**Source text**
Initial steps after a dislocation: 

  • Do not attempt to “pop” the shoulder back into place 

  • Immobilize the arm at your side or slightly in front of you – below shoulder height – to help ease the pain 

  • If you have a sling readily available, place your arm in the sling for support and pain control 

  • Take acetaminophen or anti-inflammatory medication to help with pain and apply ice to the affected shoulder to reduce swelling 

  • Limit motion of the arm to prevent any damage to the dislocated joint 

  • Promptly go to the emergency department for treatment (a “closed reduction” where the shoulder is placed back into the joint by a trained medical professional) 


Upon presentation to the ER, let the triage nurse know that you suspect your shoulder is out of place based on your symptoms and sensation at the time of your injury. The clinical staff will order x-rays of your shoulder – typically 3 views – to confirm the diagnosis and determine the direction of the dislocation (anterior or posterior).  Once confirmed, they will likely attempt a closed reduction to place the joint back into alignment. This is normally done with either local anesthesia (lidocaine injection) or light sedation, with traction being applied to the arm to overcome any muscle contraction that might be keeping the shoulder out of joint. Once the shoulder is placed back into the joint, you will be placed in a sling and X-rays performed after the procedure will confirm that the joint is in proper alignment. 

After emergency shoulder dislocation treatment, wear your sling until your first follow-up appointment with a healthcare provider (likely an orthopaedic surgeon). It is not uncommon to be in slight discomfort, even after the closed reduction, and anti-inflammatory medication can help with those symptoms. It is reasonable to move your hand, wrist, and elbow through a range of motion while in the sling to prevent upper extremity stiffness. X-rays will likely be performed again to confirm that your shoulder continues to maintain alignment in the socket. Initial treatment will consist of a sling for 7-14 days while the swelling and pain subsides, then gentle passive motion of the shoulder, progressing to an active range of motion once the pain subsides. See appendix for some common passive motion exercises that can be done in this acute phase of Dislocated Shoulder Recovery. Physical therapy is often prescribed to maximize strength and range of motion return.

**Given information**
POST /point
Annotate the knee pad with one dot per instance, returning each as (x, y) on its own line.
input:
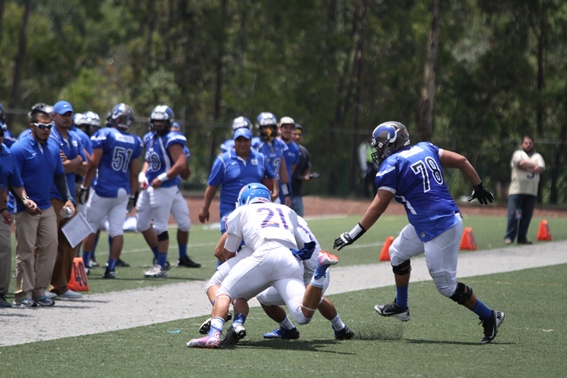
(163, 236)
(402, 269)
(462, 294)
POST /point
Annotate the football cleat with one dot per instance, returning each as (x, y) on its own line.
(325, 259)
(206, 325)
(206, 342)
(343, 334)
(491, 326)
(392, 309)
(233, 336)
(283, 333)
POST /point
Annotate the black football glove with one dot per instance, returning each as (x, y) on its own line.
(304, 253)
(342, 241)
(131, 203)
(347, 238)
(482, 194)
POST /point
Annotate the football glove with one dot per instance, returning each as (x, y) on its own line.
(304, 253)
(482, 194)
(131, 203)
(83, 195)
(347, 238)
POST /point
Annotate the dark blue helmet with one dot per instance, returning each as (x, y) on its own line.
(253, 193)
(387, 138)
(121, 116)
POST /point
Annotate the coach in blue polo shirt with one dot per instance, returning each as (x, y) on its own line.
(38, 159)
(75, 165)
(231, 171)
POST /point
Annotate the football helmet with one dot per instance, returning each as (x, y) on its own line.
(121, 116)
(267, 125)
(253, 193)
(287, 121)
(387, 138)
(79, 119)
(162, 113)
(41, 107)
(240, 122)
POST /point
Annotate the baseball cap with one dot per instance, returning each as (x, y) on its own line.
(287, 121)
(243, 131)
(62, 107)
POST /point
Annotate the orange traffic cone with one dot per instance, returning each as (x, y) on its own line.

...

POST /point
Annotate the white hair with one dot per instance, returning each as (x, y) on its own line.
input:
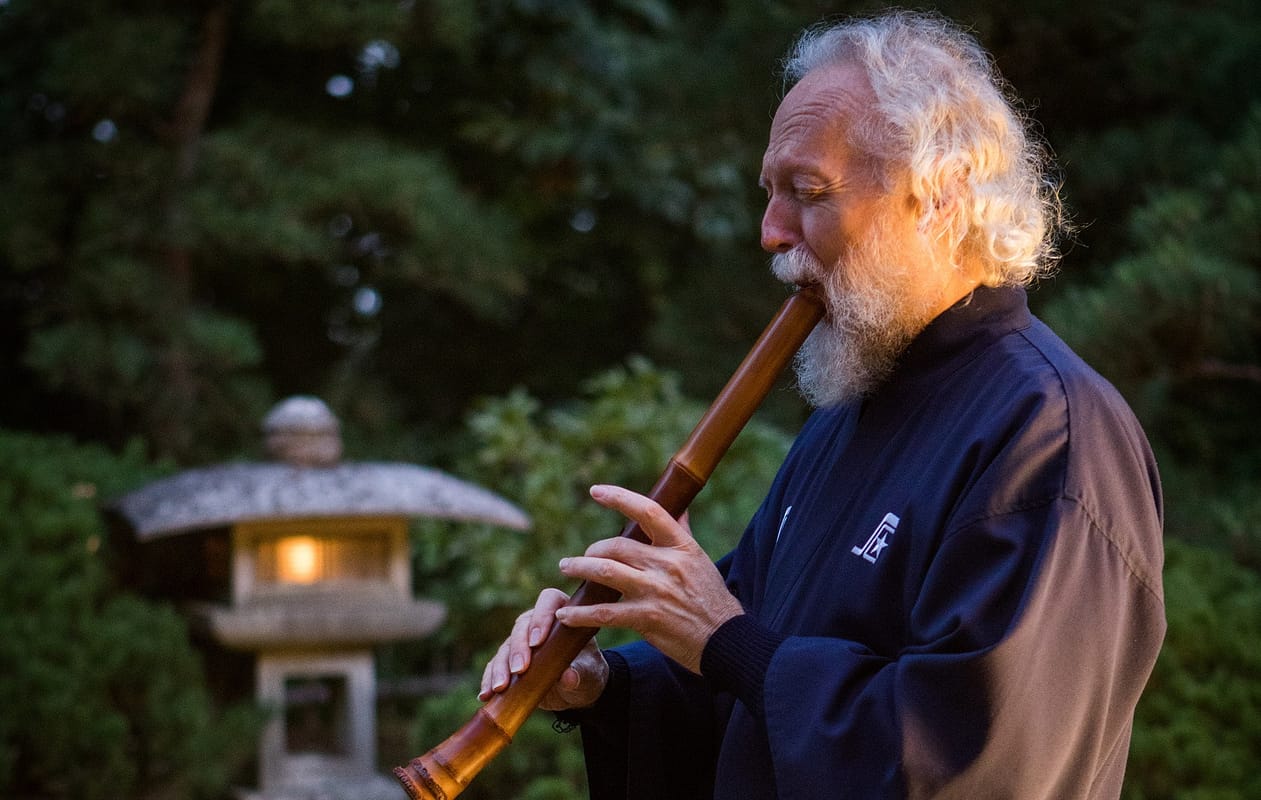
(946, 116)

**Study questions**
• 1. Please rewrite the paragraph of the shoulder dislocation text that begins "Upon presentation to the ER" as a bulleted list that keeps its main facts.
• 2. According to the shoulder dislocation text, for how many days does initial treatment use a sling?

**Results of the tasks**
• 1.
- Tell the triage nurse you suspect your shoulder is out of place, based on your symptoms and what you felt at the time of injury.
- Staff will order shoulder x-rays, typically 3 views, to confirm the diagnosis and determine whether the dislocation is anterior or posterior.
- Once it is confirmed, they will likely attempt a closed reduction to put the joint back into alignment.
- This is normally done under local anesthesia (a lidocaine injection) or light sedation, with traction applied to the arm to overcome muscle contraction that may be keeping the shoulder out of joint.
- After the shoulder is back in the joint, you will be placed in a sling, and x-rays will confirm proper alignment.

• 2. 7-14 days